DATA IN THIS EXERCISE START

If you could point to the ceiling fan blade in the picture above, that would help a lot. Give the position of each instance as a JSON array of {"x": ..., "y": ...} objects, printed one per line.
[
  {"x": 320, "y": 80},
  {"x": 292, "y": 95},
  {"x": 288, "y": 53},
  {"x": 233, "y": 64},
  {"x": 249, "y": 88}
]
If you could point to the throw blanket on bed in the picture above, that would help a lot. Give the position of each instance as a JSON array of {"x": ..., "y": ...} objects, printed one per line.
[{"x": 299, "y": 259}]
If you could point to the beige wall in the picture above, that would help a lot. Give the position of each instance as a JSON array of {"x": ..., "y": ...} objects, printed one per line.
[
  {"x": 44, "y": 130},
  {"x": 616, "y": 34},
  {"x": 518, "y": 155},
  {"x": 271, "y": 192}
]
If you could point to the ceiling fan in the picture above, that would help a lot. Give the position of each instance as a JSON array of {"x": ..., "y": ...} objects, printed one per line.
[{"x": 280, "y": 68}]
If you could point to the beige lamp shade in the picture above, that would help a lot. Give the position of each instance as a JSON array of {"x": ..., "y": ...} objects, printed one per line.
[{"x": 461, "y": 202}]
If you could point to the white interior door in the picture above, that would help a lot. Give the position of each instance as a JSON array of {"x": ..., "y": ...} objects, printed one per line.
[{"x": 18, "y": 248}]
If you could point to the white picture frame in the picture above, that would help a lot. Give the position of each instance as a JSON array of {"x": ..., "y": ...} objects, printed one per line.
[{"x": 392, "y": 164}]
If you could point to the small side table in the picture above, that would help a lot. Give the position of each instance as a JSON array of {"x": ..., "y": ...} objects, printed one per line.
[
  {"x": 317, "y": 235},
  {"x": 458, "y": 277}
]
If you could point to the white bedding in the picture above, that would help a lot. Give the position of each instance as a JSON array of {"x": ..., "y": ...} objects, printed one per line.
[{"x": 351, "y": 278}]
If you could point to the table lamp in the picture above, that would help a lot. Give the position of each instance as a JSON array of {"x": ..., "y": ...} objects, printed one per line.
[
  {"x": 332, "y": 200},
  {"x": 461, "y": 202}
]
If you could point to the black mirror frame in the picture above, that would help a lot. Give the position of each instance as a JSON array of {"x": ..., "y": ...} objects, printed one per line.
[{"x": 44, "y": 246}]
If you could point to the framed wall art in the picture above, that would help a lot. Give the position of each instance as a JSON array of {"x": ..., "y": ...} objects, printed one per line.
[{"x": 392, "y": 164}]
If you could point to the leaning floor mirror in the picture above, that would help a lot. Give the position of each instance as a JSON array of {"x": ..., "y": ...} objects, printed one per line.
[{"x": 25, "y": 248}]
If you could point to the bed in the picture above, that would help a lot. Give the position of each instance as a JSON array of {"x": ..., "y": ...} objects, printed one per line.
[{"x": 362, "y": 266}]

DATA IN THIS EXERCISE END

→ WHAT THE EXERCISE ASKS:
Each record above should be returned exactly as it appears.

→ RESULT OF THIS TASK:
If you could point to the ceiling fan blade in the picture above, that would help a lot. Give the position of each instance as a JSON array of {"x": ..., "y": ...} objects, printed one per line.
[
  {"x": 320, "y": 80},
  {"x": 292, "y": 95},
  {"x": 288, "y": 53},
  {"x": 233, "y": 64},
  {"x": 249, "y": 88}
]
If you could point to the throw blanket on bed in the picture above, that would help a lot. Give the position of each instance as a JSON array of {"x": ..., "y": ...} objects, printed one per line.
[{"x": 299, "y": 259}]
If you could point to the beige wall in the picture above, that would help a lot. Give the position of each instance as a JSON array of {"x": ..., "y": ...} objects, printed one per line.
[
  {"x": 44, "y": 130},
  {"x": 616, "y": 34},
  {"x": 518, "y": 155},
  {"x": 271, "y": 192}
]
If you could point to the ceiling fan in the picture above, that would help a lot. Give the position of each instance as a JSON array of {"x": ..., "y": ...} objects, printed one per line.
[{"x": 280, "y": 68}]
If you could point to the beige lamp shade in the picture above, that would help a lot. Give the position of each instance as a JSON array of {"x": ..., "y": ...} objects, printed one per line.
[{"x": 461, "y": 202}]
If you could point to the white interior door in the picture above, that would help a lot. Give the position of each instance as a JSON array of {"x": ..., "y": ...} objects, printed one per line.
[{"x": 18, "y": 248}]
If you could point to the white picture frame in the picture above, that would help a lot. Give the position of each instance as a JSON array of {"x": ..., "y": ...} objects, printed one per line.
[{"x": 392, "y": 164}]
If you could point to the small side table in the picture above, that would help a lot. Give the position of each instance as a JSON array of {"x": ..., "y": ...} objects, printed one per line.
[
  {"x": 317, "y": 235},
  {"x": 458, "y": 277}
]
If you could point to the white bedding in the picture above, that would help a lot. Give the position of each instance as a JSON array of {"x": ..., "y": ...} objects, printed one per line.
[{"x": 351, "y": 278}]
If you could point to the table lamp in the picture above, that would help a lot. Give the position of each instance as a JSON array of {"x": ..., "y": ...} objects, printed one per line.
[
  {"x": 332, "y": 200},
  {"x": 461, "y": 202}
]
If you could point to the black mirror frame in the picture above, that would help a lot. Give the position of each instance as a JSON array of {"x": ..., "y": ...} objects, printed one per line.
[{"x": 44, "y": 246}]
If you could point to the framed wall art in the picture above, that would help a lot. Give the position of each instance as a JSON array of {"x": ..., "y": ...} objects, printed one per line.
[{"x": 392, "y": 164}]
If you could point to the leaning floor mirror in the picture above, that would help a lot. Give the position of each instance as a JSON array of {"x": ..., "y": ...} objects, printed one per line.
[{"x": 25, "y": 248}]
If you could point to the bed in the picture above, that would help a lot. Give the position of each instance as a JSON array of {"x": ..., "y": ...} objects, printed one per line.
[{"x": 362, "y": 266}]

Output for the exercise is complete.